## TASK REQUIREMENTS
Your answer must consist of every line from the data below that includes the word "wheel".

==============================

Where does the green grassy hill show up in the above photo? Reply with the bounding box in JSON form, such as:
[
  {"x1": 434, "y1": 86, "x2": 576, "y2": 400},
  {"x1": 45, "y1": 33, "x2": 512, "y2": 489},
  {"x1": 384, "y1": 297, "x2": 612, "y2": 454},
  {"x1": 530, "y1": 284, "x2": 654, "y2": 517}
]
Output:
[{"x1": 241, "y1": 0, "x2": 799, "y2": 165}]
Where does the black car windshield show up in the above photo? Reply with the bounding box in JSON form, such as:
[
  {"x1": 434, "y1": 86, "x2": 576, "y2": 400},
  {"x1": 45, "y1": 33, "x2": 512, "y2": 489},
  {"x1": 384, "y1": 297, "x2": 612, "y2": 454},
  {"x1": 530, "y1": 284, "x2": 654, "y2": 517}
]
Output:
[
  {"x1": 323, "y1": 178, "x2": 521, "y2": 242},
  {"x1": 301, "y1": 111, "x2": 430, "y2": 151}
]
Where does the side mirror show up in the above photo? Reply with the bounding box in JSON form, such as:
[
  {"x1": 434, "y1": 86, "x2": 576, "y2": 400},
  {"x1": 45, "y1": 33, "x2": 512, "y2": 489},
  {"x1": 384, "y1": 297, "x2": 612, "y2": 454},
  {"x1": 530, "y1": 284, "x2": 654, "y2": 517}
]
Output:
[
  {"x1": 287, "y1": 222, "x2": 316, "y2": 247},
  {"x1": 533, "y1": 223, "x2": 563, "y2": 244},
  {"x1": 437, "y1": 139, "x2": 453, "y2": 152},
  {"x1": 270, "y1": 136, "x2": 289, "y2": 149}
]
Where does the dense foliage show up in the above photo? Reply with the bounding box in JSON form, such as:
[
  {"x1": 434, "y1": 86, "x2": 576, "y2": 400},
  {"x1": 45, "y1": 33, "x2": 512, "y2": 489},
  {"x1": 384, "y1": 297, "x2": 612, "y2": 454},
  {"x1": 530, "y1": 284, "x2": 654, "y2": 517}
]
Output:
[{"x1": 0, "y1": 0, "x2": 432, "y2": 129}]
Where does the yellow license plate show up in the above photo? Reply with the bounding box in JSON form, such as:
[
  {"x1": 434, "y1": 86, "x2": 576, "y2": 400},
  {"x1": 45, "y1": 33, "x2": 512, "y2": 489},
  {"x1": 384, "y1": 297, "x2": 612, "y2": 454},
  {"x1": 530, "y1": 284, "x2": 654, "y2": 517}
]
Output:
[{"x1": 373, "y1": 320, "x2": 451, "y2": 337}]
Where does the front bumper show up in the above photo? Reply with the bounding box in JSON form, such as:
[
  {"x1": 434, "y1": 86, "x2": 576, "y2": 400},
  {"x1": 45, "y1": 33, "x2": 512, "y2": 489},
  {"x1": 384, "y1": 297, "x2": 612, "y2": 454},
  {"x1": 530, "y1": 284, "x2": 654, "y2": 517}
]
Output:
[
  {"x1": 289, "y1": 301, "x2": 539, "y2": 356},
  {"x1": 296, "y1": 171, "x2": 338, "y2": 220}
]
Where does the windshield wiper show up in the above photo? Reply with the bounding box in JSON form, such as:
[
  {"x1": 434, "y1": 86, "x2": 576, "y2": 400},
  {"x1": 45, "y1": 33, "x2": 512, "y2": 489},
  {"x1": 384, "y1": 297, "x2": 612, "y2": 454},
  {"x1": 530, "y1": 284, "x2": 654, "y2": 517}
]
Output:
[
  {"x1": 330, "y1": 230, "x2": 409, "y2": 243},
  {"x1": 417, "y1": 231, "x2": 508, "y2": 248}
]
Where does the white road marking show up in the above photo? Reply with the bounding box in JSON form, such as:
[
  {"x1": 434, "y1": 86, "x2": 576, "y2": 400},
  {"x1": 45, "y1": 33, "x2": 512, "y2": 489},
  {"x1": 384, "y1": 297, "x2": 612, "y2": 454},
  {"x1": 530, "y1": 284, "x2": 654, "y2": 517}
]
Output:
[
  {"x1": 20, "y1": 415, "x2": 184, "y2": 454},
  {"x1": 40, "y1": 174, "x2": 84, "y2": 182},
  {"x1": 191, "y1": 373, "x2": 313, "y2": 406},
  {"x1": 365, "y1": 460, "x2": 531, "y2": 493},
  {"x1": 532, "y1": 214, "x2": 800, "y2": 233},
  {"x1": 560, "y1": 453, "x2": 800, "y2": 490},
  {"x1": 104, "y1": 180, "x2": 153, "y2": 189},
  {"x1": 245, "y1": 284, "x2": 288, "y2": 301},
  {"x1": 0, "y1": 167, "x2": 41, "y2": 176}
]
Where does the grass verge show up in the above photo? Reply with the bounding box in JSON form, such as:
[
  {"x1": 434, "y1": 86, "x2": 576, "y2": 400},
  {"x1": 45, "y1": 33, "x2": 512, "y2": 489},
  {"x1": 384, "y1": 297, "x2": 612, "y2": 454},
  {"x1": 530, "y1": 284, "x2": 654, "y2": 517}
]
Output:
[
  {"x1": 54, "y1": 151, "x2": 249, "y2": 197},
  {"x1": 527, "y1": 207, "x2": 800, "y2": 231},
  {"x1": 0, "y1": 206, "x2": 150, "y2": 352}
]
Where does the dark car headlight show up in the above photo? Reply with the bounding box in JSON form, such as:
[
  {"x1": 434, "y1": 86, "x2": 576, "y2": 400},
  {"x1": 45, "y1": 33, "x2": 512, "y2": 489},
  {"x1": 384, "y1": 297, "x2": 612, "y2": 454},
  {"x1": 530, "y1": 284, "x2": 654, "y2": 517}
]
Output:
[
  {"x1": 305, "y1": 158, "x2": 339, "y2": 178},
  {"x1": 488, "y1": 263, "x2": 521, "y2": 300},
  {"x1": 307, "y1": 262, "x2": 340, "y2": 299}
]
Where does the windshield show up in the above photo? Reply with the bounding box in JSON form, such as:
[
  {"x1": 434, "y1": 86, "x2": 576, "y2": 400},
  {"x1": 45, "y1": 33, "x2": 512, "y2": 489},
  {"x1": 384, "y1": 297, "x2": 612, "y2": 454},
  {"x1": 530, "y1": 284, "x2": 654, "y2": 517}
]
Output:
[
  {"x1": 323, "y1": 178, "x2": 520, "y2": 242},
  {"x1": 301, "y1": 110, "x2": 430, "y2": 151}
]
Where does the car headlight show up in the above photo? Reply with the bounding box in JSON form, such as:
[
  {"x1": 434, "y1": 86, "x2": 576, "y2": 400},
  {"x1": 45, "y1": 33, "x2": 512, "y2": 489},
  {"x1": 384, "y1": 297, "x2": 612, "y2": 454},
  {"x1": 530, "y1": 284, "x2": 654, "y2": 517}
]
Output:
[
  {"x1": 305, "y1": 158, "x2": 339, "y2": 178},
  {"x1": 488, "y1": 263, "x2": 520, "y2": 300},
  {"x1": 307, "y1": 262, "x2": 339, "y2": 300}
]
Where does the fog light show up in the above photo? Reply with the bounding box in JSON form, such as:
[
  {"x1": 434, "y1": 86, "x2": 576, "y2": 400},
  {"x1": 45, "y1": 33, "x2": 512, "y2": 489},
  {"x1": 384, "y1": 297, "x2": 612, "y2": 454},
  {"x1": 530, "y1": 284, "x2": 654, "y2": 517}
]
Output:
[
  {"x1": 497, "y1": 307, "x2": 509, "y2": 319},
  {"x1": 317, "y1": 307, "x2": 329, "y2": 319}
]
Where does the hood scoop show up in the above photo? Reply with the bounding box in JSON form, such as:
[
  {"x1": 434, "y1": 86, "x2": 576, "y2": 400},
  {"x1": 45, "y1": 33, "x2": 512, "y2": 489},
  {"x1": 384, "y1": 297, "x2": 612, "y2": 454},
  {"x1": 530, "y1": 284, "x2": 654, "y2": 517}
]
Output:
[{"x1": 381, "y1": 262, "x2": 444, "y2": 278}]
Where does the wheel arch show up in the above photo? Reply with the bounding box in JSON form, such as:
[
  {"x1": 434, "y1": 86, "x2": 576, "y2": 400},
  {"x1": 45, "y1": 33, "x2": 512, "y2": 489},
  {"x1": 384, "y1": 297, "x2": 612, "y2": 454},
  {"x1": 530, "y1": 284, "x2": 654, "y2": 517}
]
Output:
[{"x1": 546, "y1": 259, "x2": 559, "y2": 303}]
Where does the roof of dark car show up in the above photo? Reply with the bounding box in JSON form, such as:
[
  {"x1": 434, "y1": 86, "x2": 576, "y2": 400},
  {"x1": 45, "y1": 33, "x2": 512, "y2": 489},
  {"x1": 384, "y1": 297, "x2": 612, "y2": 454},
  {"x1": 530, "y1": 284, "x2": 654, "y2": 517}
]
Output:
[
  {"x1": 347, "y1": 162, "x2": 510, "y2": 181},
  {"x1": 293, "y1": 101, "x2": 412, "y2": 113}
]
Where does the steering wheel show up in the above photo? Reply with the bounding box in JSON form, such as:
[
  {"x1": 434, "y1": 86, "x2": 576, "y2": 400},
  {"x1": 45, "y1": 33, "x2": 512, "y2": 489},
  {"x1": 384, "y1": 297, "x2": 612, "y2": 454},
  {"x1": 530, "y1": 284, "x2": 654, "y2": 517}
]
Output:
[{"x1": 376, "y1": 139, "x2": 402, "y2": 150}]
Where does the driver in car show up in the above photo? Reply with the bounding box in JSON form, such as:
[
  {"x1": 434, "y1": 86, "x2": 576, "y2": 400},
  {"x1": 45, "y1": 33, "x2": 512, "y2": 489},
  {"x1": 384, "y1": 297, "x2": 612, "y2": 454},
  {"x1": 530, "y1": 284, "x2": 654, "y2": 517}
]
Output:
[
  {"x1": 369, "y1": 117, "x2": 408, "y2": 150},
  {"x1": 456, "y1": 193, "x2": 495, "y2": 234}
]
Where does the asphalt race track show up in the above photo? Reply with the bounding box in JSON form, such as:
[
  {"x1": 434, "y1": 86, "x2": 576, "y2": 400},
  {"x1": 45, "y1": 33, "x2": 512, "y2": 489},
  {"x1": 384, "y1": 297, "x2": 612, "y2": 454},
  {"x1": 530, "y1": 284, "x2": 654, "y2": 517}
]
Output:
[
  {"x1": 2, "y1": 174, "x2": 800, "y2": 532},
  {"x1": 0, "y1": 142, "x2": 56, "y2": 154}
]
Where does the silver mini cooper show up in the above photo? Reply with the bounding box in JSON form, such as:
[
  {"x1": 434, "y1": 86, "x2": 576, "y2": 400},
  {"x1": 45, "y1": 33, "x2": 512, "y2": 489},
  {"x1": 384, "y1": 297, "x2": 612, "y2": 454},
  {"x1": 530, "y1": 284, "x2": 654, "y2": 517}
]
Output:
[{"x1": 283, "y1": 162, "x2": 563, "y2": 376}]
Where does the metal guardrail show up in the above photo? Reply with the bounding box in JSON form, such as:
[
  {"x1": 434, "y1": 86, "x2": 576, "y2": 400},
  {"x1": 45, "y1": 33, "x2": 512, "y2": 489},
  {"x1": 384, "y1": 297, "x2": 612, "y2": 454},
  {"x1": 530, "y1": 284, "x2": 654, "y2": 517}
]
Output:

==============================

## SOLUTION TO THIS TASK
Where does the wheel arch show up in the above photo? Reply with the bounding box in JSON form, such as:
Where does the steering wheel show up in the above photo? Reply with the bounding box in JSON form, such as:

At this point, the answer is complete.